Excerpted passage:
BEGIN

My wife built it in our home studio. I did a few things. It's my voice at the end.

I was walking around the house for the rest of the day using Movie Trailer Guy Voice for everything: "I didn't come here . . . to eat quinoa . . . I came here . . . to eat cookies."
 

Russ

Istar
Quite like it. Good length, graphics nice. Very good quality for home studio.

Is there a plan on who to get it in front of potential buyers?

Now you got me thinking what would it cost to get it in movies theatres showing related movies...hmmm
 

Malik

Auror
Quite like it. Good length, graphics nice. Very good quality for home studio.

Is there a plan on who to get it in front of potential buyers?

Now you got me thinking what would it cost to get it in movies theatres showing related movies...hmmm

Thanks. It's going to our publicist and agent here, shortly.

If I had the dough to put it in theaters, I'd do it in minute. Pretty sure that would be prohibitively expensive. Thanks for the vote of confidence, though.
 

Russ

Istar
Now I am not going to get any work done today. So this got me thinking about the cost and I found a number of quotes, but this one looked like he knew what he was talking about:

When you say "a single theatre" that could mean anywhere from one to a dozen screens. I can tell you a bit about advertising on Cineplex screens in Canada. Their rates are on a per-screen basis.

END

Material provided:
BEGIN

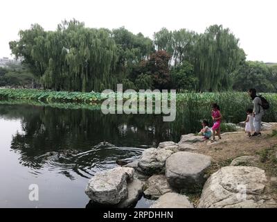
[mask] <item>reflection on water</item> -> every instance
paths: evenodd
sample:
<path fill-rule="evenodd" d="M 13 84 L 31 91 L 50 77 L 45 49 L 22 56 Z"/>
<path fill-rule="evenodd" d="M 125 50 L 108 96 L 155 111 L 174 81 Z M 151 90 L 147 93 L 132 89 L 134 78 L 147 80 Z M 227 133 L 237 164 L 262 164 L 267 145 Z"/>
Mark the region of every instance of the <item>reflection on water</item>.
<path fill-rule="evenodd" d="M 161 116 L 104 115 L 98 110 L 1 104 L 0 124 L 4 207 L 84 207 L 84 187 L 96 172 L 179 138 Z M 39 187 L 37 203 L 28 198 L 32 183 Z M 146 201 L 139 205 L 147 206 Z"/>

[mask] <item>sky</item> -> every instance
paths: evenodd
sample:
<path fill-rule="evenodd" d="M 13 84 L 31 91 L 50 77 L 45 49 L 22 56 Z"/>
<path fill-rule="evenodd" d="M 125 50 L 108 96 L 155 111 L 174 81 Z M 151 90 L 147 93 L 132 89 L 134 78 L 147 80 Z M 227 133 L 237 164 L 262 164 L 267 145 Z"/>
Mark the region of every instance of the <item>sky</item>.
<path fill-rule="evenodd" d="M 0 58 L 13 57 L 8 42 L 19 30 L 37 23 L 53 31 L 75 18 L 87 27 L 125 26 L 150 38 L 163 27 L 203 33 L 222 24 L 240 39 L 247 60 L 277 62 L 276 0 L 5 0 L 0 7 Z"/>

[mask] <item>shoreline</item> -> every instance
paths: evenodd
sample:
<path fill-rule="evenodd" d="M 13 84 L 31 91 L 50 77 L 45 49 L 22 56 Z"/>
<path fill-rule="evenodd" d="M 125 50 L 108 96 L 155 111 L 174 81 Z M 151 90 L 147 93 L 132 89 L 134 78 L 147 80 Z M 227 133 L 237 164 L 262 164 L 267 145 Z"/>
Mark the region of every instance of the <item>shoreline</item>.
<path fill-rule="evenodd" d="M 200 137 L 193 134 L 184 135 L 178 144 L 161 142 L 158 148 L 145 151 L 138 161 L 128 163 L 118 169 L 134 170 L 132 177 L 144 184 L 141 188 L 143 191 L 140 191 L 141 196 L 155 200 L 150 208 L 276 208 L 277 178 L 274 173 L 276 172 L 273 172 L 270 168 L 272 168 L 272 164 L 277 166 L 277 137 L 274 134 L 277 123 L 263 124 L 264 133 L 257 138 L 247 138 L 243 131 L 239 131 L 222 134 L 222 140 L 211 143 L 209 141 L 202 142 Z M 236 142 L 238 144 L 240 143 L 240 146 L 237 146 Z M 244 146 L 245 143 L 250 143 L 249 148 Z M 257 146 L 254 147 L 254 144 Z M 230 153 L 232 149 L 235 151 Z M 267 159 L 265 152 L 276 156 Z M 225 155 L 223 155 L 224 153 Z M 218 155 L 222 158 L 217 158 Z M 194 160 L 191 162 L 191 160 Z M 184 164 L 184 162 L 186 163 Z M 106 173 L 109 174 L 109 171 Z M 249 186 L 254 186 L 253 189 L 259 191 L 248 194 L 245 200 L 229 199 L 229 196 L 235 198 L 237 191 L 231 189 L 228 195 L 225 194 L 226 191 L 222 187 L 225 182 L 225 177 L 226 179 L 233 178 L 229 182 L 231 184 L 247 185 L 247 189 L 252 189 Z M 93 180 L 92 178 L 89 182 L 91 187 L 98 182 L 97 180 Z M 217 180 L 220 180 L 216 182 Z M 253 182 L 254 184 L 250 185 Z M 213 189 L 211 190 L 212 185 L 217 187 L 220 194 L 216 194 Z M 226 198 L 224 201 L 228 203 L 220 201 L 219 198 Z M 247 200 L 248 198 L 251 201 Z M 91 201 L 93 199 L 92 196 Z M 123 202 L 120 203 L 124 203 L 125 198 L 122 200 L 120 201 Z M 170 203 L 172 205 L 170 205 Z"/>

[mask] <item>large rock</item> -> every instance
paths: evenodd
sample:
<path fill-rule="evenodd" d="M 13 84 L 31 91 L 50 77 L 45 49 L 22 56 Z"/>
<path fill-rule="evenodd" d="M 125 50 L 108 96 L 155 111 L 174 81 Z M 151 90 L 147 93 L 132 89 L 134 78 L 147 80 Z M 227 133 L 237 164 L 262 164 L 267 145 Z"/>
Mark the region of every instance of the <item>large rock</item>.
<path fill-rule="evenodd" d="M 166 176 L 173 187 L 193 190 L 205 182 L 204 171 L 211 165 L 209 156 L 179 152 L 172 154 L 166 164 Z"/>
<path fill-rule="evenodd" d="M 174 152 L 168 149 L 150 148 L 143 151 L 138 160 L 138 168 L 141 172 L 152 175 L 164 171 L 166 160 Z"/>
<path fill-rule="evenodd" d="M 159 148 L 168 149 L 172 151 L 173 152 L 177 152 L 178 148 L 179 148 L 178 144 L 172 141 L 163 142 L 161 143 L 159 143 L 158 146 L 158 149 Z"/>
<path fill-rule="evenodd" d="M 137 178 L 128 182 L 127 185 L 128 195 L 117 205 L 118 208 L 128 208 L 134 206 L 141 197 L 143 192 L 143 183 Z"/>
<path fill-rule="evenodd" d="M 199 149 L 199 146 L 197 144 L 190 143 L 181 143 L 179 144 L 179 150 L 180 151 L 195 151 Z"/>
<path fill-rule="evenodd" d="M 195 135 L 193 133 L 190 133 L 181 135 L 179 144 L 193 144 L 198 142 L 202 142 L 202 137 L 201 136 Z"/>
<path fill-rule="evenodd" d="M 240 122 L 238 124 L 240 127 L 245 128 L 245 122 Z M 271 130 L 273 127 L 276 126 L 277 123 L 266 123 L 262 122 L 262 130 Z"/>
<path fill-rule="evenodd" d="M 161 196 L 150 208 L 194 208 L 184 195 L 166 193 Z"/>
<path fill-rule="evenodd" d="M 123 166 L 123 167 L 131 167 L 136 169 L 138 167 L 138 161 L 129 162 L 126 165 Z"/>
<path fill-rule="evenodd" d="M 230 166 L 257 166 L 260 161 L 257 155 L 243 155 L 234 159 Z"/>
<path fill-rule="evenodd" d="M 132 180 L 134 169 L 117 167 L 103 172 L 98 172 L 89 181 L 85 193 L 93 202 L 118 204 L 127 196 L 127 181 Z"/>
<path fill-rule="evenodd" d="M 172 191 L 164 175 L 152 176 L 147 181 L 145 187 L 144 196 L 149 199 L 157 199 L 161 195 Z"/>
<path fill-rule="evenodd" d="M 265 171 L 258 167 L 223 167 L 206 181 L 198 207 L 276 207 L 265 194 L 267 182 Z"/>

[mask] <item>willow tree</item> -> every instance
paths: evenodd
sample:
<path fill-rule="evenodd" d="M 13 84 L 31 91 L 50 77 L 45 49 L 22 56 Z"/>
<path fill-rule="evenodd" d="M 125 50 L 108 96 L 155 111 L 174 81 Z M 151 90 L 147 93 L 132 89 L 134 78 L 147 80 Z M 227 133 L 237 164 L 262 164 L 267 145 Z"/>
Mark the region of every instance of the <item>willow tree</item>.
<path fill-rule="evenodd" d="M 12 52 L 34 68 L 44 87 L 86 92 L 115 85 L 118 49 L 107 30 L 72 20 L 55 31 L 35 25 L 19 34 L 19 41 L 10 43 Z"/>
<path fill-rule="evenodd" d="M 185 28 L 175 31 L 172 33 L 172 44 L 174 53 L 172 62 L 175 67 L 181 65 L 183 61 L 188 60 L 195 44 L 196 34 Z"/>
<path fill-rule="evenodd" d="M 231 74 L 245 58 L 238 43 L 229 28 L 217 25 L 210 26 L 197 37 L 194 55 L 189 60 L 195 66 L 199 89 L 217 91 L 231 87 Z"/>
<path fill-rule="evenodd" d="M 125 78 L 132 69 L 142 60 L 148 59 L 154 52 L 152 40 L 139 33 L 134 35 L 124 27 L 112 31 L 112 38 L 116 44 L 118 60 L 116 72 Z"/>
<path fill-rule="evenodd" d="M 10 48 L 17 58 L 24 58 L 37 76 L 42 76 L 47 68 L 47 56 L 45 50 L 45 37 L 47 33 L 39 24 L 19 33 L 19 40 L 10 42 Z"/>
<path fill-rule="evenodd" d="M 166 28 L 162 28 L 159 32 L 154 33 L 154 43 L 157 51 L 166 51 L 171 56 L 174 53 L 174 42 L 172 32 Z"/>

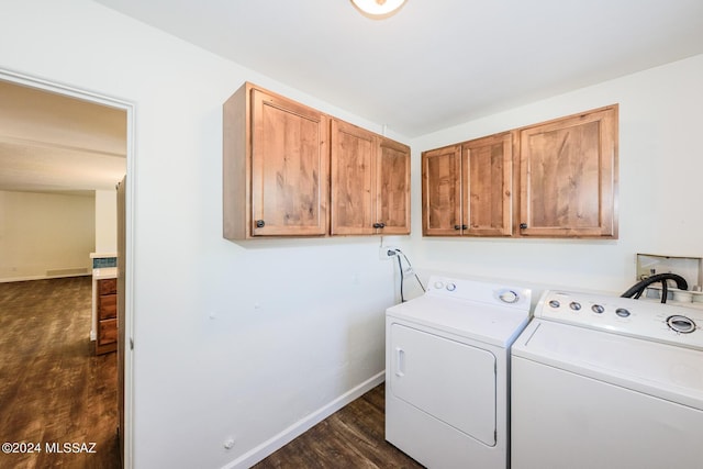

END

Tasks to carry out:
1. In the trailer discussion, who built the trailer, and where?
2. Rewrite the trailer discussion from "If I had the" up to and including "a per-screen basis.", replacing "dough" with "money".
3. Continue the forum thread about the home-made trailer, starting right after its final sentence.

In response:
1. The poster's wife built it in their home studio.

2.
If I had the money to put it in theaters, I'd do it in minute. Pretty sure that would be prohibitively expensive. Thanks for the vote of confidence, though.
 

Russ

Istar
Now I am not going to get any work done today. So this got me thinking about the cost and I found a number of quotes, but this one looked like he knew what he was talking about:

When you say "a single theatre" that could mean anywhere from one to a dozen screens. I can tell you a bit about advertising on Cineplex screens in Canada. Their rates are on a per-screen basis.

3.
A 30-sec. ad, after lights-out, will cost about $1,345 per screen per month. That's their gross, rate-card cost. (I've paid much less but it's hard to generalize about negotiated discounts.)

They also offer 4'x6' back-lit posters in the lobby for around $150-$200 each per month. I've never used them but I'd assume that adding them to an on-screen buy would increase awareness, impact and retention. And since, in most cases, one lobby serves multiple screens, posters are a relatively inexpensive add-on to an on-screen campaign.

Considering what we paid for a month long poster campaign on the Toronto Subway system last year this might not be the worst idea. If we could get it synced up the right movies, it could be a good investment.

The only thing that makes me nervous is that surveys show that book trailers consistently rate last when asking book buyers what influenced their buying decisions. But that is for the usual trailers that get lost in the traffic on the internet.

I better go settle some cases so I can fund this idea...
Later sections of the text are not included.